— Start PAGE EXCERPT —
GOOD BIRDING

Birders are not obsessive … Hey, look! A tufted puffin!

Posted June 20, 2014, at 7:10 a.m.
A tufted puffin, essentially unheard of in the Atlantic, showed up on Machias Seal Island on June 17, 2014 and was photographed by the lighthouse keeper.
Photo by Ralph Eldridge
A tufted puffin, essentially unheard of in the Atlantic, showed up on Machias Seal Island on June 17, 2014 and was photographed by the lighthouse keeper.

I birded with Greg Miller the other day. If you don’t recognize the name, you might be familiar with the movie, The Big Year. The 2011 film starred Steve Martin, Owen Wilson, and Jack Black, and was based on the real-life competition between three men who were each trying to set the North American record for most birds seen in one year. Greg Miller was one of those men, played in the movie by Jack Black. Miller was a consultant for the film production.

Miller was in town for the Acadia Birding Festival at the beginning of the month. He had a day free afterward to join me on a tour up into the Maine forest. I was grateful for the help, since I had a full group of 17 people following me around.

I should tell you that it can be intimidating to bird with a famous multimedia celebrity. Fortunately, after a few minutes of birding with me, he got over his shyness and the day went great. During lulls, he related stories about the making of the movie, such as the time when gray jays landed on the picnic table and allowed themselves to be hand fed by the film crew. In disbelief, crew members asked Greg, “Are these birds trained?” That’s a fair question on a movie set.

Miller also related the tale of his first meeting with the producers. They explained that they were not making a movie about birders. It was a film about obsessive-compulsive behavior. Apparently the producers believed that it was not normal for people to spend an entire year chasing birds across the North American continent, jumping onto planes at a moment’s notice whenever a Mexican bird strayed north of the Rio Grande.

Most birders are not nuts. A few might be; you know who you are. But most birders are so ordinary, they’re invisible. More than 300 birders attended the Acadia Birding Festival, but they blended right in among the normal people and few islanders noticed. Can you imagine the front page headlines if 300 Shriners dropped into town? In the Cobscook Bay area during Memorial Day Weekend, the Downeast Spring Birding Festival had its best attendance ever — over a hundred birders dumping their bucks into the local economy, recognizable only by their binoculars and the faint smell of DEET.

The U.S. Forest Service says that birding is the fastest-growing outdoor activity in America. We are an unseen army, and we have only ourselves to blame for our invisibility. Open any birding magazine and you’ll see many photos of birds. You won’t see many photos of people. Even in our own magazines, birders are invisible. Open up a sporting magazine and you will see photos of happy anglers casting a fly and posing with their fish.
— End PAGE EXCERPT —
> **STATED GOAL 1**: Which lines of the records contain the word "foliage"? Pick them out and copy each one, treating uppercase and lowercase as different.
The birding column and the records that follow it are unrelated material.
— Start RECORDED INFORMATION —
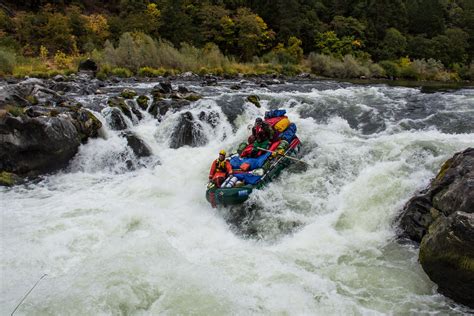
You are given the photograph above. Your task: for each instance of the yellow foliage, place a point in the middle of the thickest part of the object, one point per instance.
(404, 62)
(152, 10)
(356, 43)
(98, 24)
(44, 53)
(61, 60)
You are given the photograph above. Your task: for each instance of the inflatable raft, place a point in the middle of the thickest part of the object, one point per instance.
(261, 170)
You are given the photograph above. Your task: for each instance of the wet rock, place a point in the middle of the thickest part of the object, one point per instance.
(183, 90)
(441, 217)
(37, 145)
(255, 99)
(138, 146)
(447, 256)
(232, 107)
(142, 102)
(35, 111)
(212, 118)
(166, 87)
(114, 119)
(188, 132)
(118, 102)
(137, 113)
(210, 81)
(9, 179)
(161, 107)
(86, 124)
(59, 78)
(451, 190)
(88, 65)
(128, 94)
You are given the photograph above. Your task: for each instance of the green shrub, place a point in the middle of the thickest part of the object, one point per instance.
(348, 67)
(467, 72)
(121, 72)
(7, 61)
(151, 72)
(392, 70)
(376, 71)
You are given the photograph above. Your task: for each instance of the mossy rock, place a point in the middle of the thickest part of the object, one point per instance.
(255, 99)
(142, 102)
(8, 179)
(118, 102)
(14, 110)
(32, 99)
(128, 94)
(192, 97)
(447, 256)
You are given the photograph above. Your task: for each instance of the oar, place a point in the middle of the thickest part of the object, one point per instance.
(286, 156)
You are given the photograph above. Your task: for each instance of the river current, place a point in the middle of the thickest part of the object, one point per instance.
(320, 241)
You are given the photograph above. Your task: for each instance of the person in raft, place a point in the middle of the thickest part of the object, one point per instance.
(220, 169)
(262, 133)
(262, 127)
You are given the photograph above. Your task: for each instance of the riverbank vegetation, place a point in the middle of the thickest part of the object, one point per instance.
(416, 39)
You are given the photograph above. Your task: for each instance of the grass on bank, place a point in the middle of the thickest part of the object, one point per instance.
(137, 54)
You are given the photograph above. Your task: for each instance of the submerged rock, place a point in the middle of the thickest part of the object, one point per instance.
(128, 94)
(115, 119)
(40, 131)
(447, 256)
(9, 179)
(188, 132)
(232, 107)
(138, 146)
(442, 219)
(118, 102)
(37, 145)
(255, 99)
(142, 102)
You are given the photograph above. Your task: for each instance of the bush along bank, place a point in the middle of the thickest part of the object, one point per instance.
(137, 54)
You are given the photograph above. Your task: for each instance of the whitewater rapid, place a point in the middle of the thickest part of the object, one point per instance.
(320, 241)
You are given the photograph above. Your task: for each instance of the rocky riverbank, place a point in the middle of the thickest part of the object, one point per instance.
(441, 219)
(42, 124)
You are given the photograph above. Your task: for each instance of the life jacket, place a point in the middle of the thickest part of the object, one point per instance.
(221, 165)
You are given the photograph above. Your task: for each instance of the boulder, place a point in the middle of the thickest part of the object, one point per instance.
(142, 102)
(232, 107)
(166, 87)
(447, 256)
(255, 99)
(128, 94)
(35, 145)
(9, 179)
(441, 217)
(161, 107)
(88, 65)
(118, 102)
(451, 190)
(188, 132)
(114, 119)
(138, 146)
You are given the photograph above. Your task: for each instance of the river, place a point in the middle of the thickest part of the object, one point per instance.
(319, 241)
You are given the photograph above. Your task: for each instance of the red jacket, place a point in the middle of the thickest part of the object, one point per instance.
(220, 166)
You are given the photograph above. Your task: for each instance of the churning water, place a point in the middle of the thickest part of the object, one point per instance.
(319, 241)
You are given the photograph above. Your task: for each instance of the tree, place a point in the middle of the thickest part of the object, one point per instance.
(393, 46)
(252, 33)
(329, 43)
(349, 26)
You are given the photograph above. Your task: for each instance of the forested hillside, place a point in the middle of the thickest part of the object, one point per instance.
(436, 34)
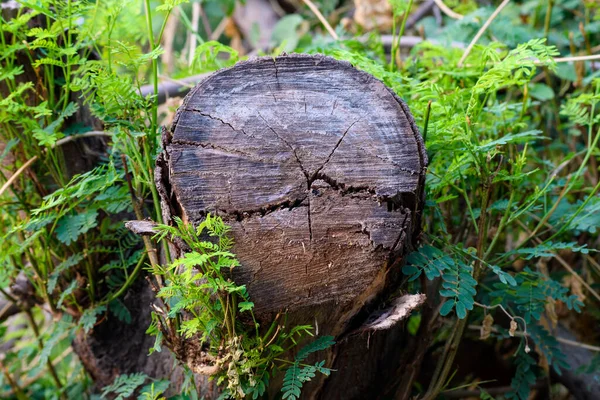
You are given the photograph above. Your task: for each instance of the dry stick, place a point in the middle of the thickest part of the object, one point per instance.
(559, 339)
(220, 28)
(481, 31)
(447, 10)
(60, 142)
(566, 265)
(321, 18)
(139, 215)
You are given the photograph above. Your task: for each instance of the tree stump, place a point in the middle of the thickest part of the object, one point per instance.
(319, 170)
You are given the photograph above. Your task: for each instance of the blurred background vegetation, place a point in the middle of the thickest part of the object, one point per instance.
(504, 93)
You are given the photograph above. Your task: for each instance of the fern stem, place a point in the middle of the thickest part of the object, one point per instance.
(154, 119)
(130, 279)
(402, 28)
(40, 342)
(13, 384)
(548, 18)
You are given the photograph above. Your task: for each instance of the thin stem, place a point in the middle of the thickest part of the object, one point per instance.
(154, 119)
(548, 18)
(51, 368)
(321, 18)
(481, 31)
(447, 10)
(403, 26)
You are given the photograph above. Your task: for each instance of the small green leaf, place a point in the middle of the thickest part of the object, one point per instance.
(447, 307)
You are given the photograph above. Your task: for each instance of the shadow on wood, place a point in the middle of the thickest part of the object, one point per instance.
(319, 170)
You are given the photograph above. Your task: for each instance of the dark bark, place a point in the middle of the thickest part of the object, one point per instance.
(319, 170)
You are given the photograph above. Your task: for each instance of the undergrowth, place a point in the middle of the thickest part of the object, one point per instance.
(510, 223)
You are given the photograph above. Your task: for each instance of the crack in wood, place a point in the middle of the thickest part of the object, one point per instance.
(286, 143)
(221, 120)
(309, 220)
(334, 149)
(182, 142)
(265, 210)
(276, 70)
(403, 231)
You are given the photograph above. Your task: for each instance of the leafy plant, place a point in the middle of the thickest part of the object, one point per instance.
(201, 302)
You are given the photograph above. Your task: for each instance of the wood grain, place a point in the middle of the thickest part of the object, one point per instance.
(317, 167)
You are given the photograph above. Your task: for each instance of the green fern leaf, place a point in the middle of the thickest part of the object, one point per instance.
(70, 227)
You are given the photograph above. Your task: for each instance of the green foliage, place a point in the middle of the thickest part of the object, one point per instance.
(524, 377)
(203, 303)
(512, 184)
(124, 386)
(296, 374)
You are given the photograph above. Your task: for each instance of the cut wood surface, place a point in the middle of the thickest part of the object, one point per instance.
(319, 170)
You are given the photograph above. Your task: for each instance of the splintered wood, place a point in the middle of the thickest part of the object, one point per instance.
(317, 167)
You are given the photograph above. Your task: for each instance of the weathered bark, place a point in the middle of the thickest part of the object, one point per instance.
(319, 170)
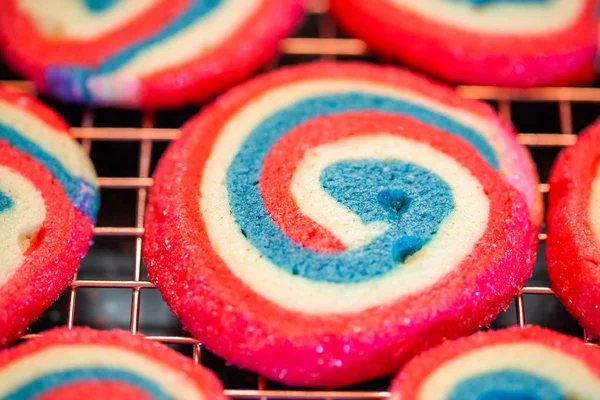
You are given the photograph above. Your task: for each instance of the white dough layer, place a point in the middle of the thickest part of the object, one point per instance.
(71, 19)
(455, 239)
(20, 223)
(320, 206)
(206, 33)
(61, 357)
(570, 373)
(594, 207)
(499, 18)
(62, 147)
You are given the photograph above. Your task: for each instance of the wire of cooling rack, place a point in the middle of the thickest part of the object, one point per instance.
(326, 46)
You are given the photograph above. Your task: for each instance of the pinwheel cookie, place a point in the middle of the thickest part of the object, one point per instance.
(142, 53)
(483, 42)
(97, 365)
(321, 224)
(514, 363)
(48, 203)
(573, 250)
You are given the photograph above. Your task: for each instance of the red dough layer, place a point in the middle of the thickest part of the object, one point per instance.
(408, 383)
(30, 104)
(52, 257)
(203, 379)
(247, 50)
(328, 350)
(572, 252)
(463, 56)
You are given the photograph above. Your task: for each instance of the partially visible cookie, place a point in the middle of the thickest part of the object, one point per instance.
(481, 42)
(513, 363)
(322, 224)
(142, 53)
(96, 365)
(573, 246)
(48, 203)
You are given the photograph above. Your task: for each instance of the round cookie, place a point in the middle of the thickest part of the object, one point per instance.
— End RECORDED INFORMATION —
> **STATED GOAL 2**: Can you rewrite the birding column, starting at "The U.S. Forest" and ending at "with their fish.", with "anglers" swapped for "fly fishers"?

> **FULL ANSWER 1**:
You are given the photograph above. Your task: for each instance of the yellow foliage, place a point in the middle of the thickest part of the object, one point per instance.
You are given the photograph above. Your task: for each instance of the green foliage, place a point in the middle of the thickest part of the object, one point per instance.

> **FULL ANSWER 2**:
The U.S. Forest Service says that birding is the fastest-growing outdoor activity in America. We are an unseen army, and we have only ourselves to blame for our invisibility. Open any birding magazine and you’ll see many photos of birds. You won’t see many photos of people. Even in our own magazines, birders are invisible. Open up a sporting magazine and you will see photos of happy fly fishers casting a fly and posing with their fish.